- _YANG DIKERJAKAN_:
1/ Salin kata demi kata bagian artikel tentang kasus BLBI yang diawali dengan kata-kata "Selasa, 29 Januari" dan diakhiri dengan "Jakarta, Selasa (29/1).".
2/ Tulis ulang baris data, mulai dari baris pertama hingga baris yang memuat "pixel 41 422", sebagai tabel Markdown dengan kolom "No." dan "Isi". Lewati baris yang kosong.

- _ARTIKEL_:
•••
Selasa, 29 Januari 2008

IMF Harus Bertanggung Jawab atas Penyimpangan BLBI

[Suara Merdeka] - Mantan Menko Perekonomian DR Rizal Ramli menegaskan, lembaga Dana Moneter Internasional (IMF) adalah pihak yang paling bertanggung jawab dalam kasus dugaan penyimpangan dana Bantuan Likuiditas Bank Indonesia (BLBI) yang merugikan keuangan negara hingga ratusan triliun rupiah.

"Pihak IMF adalah pihak yang paling bertanggung jawab dalam kasus BLBI, karena telah menyarankan penutupan 16 bank pada November 1997," kata Rizal Ramli setelah diperiksa selama lima jam oleh Tim Jaksa Penyelidik Kejaksaan Agung, di Gedung Bundar Kejaksaan Agung Jakarta, Selasa (29/1).

Ia mengatakan, kasus BLBI berawal pada 1 November 1997 ketika IMF menyarankan kepada pemerintah Indonesia untuk menutup 16 bank tanpa persiapan yang memadai, akibat krisis moneter yang terjadi di beberapa kawasan.

"Akibatnya, masyarakat berbondong-bondong medatangi bank untuk menarik tabungannya untuk kemudian menyimpannya di rumah atau di bank-bank asing di dalam maupun di luar negeri," katanya dan menambahkan bahwa beberapa tahun kemudian IMF mengakui telah melakukan kesalahan besar karena menyarankan pemerintah Indonesia untuk menutup 16 bank tanpa persiapan yang memadai.

Akibat penarikan dana masyarakat pada bank-bank di Indonesia tersebut, terjadi capital outflow ke luar Indonesia lebih dari delapan miliar dolar AS.
•••
- _CUPLIKAN DATA_:
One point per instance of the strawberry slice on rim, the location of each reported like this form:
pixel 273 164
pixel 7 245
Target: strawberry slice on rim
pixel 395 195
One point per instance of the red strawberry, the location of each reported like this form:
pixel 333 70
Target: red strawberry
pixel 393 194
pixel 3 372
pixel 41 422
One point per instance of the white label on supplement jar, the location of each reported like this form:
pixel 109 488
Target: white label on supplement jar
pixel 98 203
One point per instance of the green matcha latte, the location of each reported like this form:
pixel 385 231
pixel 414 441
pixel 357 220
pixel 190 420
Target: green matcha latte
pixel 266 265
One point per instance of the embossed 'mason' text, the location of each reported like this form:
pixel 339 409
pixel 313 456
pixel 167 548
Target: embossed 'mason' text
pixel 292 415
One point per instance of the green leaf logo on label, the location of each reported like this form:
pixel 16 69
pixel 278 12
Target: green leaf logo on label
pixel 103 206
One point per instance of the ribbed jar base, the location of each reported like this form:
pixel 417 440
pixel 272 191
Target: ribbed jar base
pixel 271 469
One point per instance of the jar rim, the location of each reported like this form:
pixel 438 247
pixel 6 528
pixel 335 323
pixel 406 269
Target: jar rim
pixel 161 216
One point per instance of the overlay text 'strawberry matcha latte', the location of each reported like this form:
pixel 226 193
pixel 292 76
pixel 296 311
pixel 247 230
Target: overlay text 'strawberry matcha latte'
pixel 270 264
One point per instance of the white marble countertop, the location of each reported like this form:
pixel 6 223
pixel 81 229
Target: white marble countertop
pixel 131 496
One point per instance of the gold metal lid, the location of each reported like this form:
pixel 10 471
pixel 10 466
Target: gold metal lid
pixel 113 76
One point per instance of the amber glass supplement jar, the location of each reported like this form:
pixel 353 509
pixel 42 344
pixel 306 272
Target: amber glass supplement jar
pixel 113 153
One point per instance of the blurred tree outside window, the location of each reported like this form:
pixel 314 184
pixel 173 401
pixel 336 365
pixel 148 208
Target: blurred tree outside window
•••
- _JAWABAN TUGAS_:
1/
Selasa, 29 Januari 2008

IMF Harus Bertanggung Jawab atas Penyimpangan BLBI

[Suara Merdeka] - Mantan Menko Perekonomian DR Rizal Ramli menegaskan, lembaga Dana Moneter Internasional (IMF) adalah pihak yang paling bertanggung jawab dalam kasus dugaan penyimpangan dana Bantuan Likuiditas Bank Indonesia (BLBI) yang merugikan keuangan negara hingga ratusan triliun rupiah.

"Pihak IMF adalah pihak yang paling bertanggung jawab dalam kasus BLBI, karena telah menyarankan penutupan 16 bank pada November 1997," kata Rizal Ramli setelah diperiksa selama lima jam oleh Tim Jaksa Penyelidik Kejaksaan Agung, di Gedung Bundar Kejaksaan Agung Jakarta, Selasa (29/1).

2/
| No. | Isi |
|---|---|
| 1 | One point per instance of the strawberry slice on rim, the location of each reported like this form: |
| 2 | pixel 273 164 |
| 3 | pixel 7 245 |
| 4 | Target: strawberry slice on rim |
| 5 | pixel 395 195 |
| 6 | One point per instance of the red strawberry, the location of each reported like this form: |
| 7 | pixel 333 70 |
| 8 | Target: red strawberry |
| 9 | pixel 393 194 |
| 10 | pixel 3 372 |
| 11 | pixel 41 422 |